[[ Exercise passage open ]]
Red China’s Green Revolution: Technological Innovation, Institutional Change, and Economic Development under the Commune by Joshua Eisenman (2018)

by Horus Tan

The People’s Commune was both a collective farm and a local institution that managed almost all economic and political activities in rural China. It was introduced in China in 1958 and abolished in 1983. Many scholars suggest that the People’s Commune was unproductive because its remuneration system was too egalitarian. According to James Kai-sing Kung , it offered only “a tenuous link between effort and reward. This weakness of incentives led to extensive free-riding behavior, which was cured only by the eventual replacement of the collectives by family farms.”[1] The Chinese Communist Party today shares this perspective. In its official narrative, the People’s Commune was too unproductive to maintain the subsistence of the peasants, and the abolition of the commune was set into motion by a couple of destitute peasants in 1978 who were attempting to improve their living standard. Joshua Eisenman offers a quite different perspective. In Red China’s Green Revolution, he argues that, instead of being an economic failure, the People’s Commune was successful in modernizing agriculture and promoting agricultural productivity during the 1970s. Some top officials of the Chinese Communist Party, not some poor peasants, abolished the People’s Commune in 1983 for their own political gain instead of its economic performance.
[[ Exercise passage closed ]]
[What the task requires]: According to the passage on the People's Commune, why do many scholars see the commune as unproductive? Explain in one to three sentences.
[[ Provided data open ]]
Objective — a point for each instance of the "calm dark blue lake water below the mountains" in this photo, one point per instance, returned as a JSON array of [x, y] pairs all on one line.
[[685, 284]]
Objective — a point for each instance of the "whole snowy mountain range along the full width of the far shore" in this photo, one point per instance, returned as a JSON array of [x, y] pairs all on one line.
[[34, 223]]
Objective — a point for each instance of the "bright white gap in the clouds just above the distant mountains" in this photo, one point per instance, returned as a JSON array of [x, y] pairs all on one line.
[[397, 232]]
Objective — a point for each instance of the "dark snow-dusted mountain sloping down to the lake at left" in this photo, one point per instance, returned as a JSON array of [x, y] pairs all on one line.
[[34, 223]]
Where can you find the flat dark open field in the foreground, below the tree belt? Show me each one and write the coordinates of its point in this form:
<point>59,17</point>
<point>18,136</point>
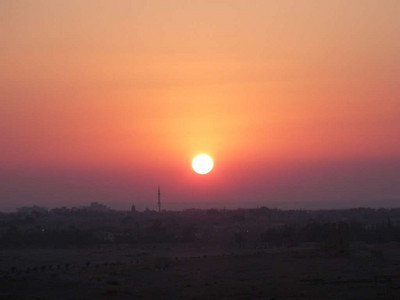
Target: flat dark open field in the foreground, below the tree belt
<point>179,272</point>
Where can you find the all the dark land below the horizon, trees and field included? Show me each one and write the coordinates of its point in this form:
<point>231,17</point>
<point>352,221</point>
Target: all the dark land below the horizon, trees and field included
<point>98,253</point>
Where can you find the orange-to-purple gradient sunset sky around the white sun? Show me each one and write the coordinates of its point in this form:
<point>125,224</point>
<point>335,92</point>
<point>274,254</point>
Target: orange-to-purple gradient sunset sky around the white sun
<point>298,102</point>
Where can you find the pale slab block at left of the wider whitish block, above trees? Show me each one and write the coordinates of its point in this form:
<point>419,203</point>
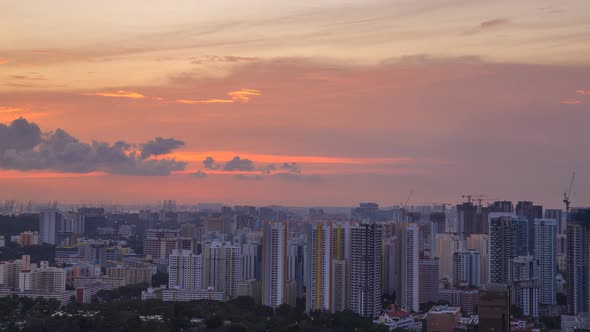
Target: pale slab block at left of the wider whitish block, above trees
<point>185,270</point>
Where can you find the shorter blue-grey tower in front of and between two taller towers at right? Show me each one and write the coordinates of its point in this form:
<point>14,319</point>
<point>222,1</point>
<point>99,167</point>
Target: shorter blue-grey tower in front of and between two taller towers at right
<point>524,276</point>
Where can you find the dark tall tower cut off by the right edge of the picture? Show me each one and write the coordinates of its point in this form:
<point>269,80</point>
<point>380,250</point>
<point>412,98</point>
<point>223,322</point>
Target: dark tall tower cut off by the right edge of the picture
<point>578,261</point>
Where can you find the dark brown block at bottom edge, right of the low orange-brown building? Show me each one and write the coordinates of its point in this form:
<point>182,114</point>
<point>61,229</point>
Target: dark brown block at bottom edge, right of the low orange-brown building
<point>494,308</point>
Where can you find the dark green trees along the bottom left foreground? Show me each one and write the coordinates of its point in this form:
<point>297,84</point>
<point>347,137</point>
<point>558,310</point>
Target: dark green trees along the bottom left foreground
<point>122,311</point>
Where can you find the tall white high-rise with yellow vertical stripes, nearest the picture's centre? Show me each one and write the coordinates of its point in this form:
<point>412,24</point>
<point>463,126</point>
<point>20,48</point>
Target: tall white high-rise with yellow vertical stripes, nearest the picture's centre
<point>319,266</point>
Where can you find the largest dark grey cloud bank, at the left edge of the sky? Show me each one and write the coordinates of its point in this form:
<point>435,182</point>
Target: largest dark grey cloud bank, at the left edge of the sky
<point>23,147</point>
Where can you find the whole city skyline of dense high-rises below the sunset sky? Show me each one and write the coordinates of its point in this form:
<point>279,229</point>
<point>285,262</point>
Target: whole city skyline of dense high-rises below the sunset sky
<point>468,267</point>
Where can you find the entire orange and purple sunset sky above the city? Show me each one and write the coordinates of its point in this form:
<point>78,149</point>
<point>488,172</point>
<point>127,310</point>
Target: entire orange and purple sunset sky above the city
<point>294,102</point>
[[ Provided data closed ]]
[Response to this task]: Many scholars say its pay system was too egalitarian. In James Kai-sing Kung's words, it offered only a weak link between effort and reward, and these weak incentives led to widespread free-riding.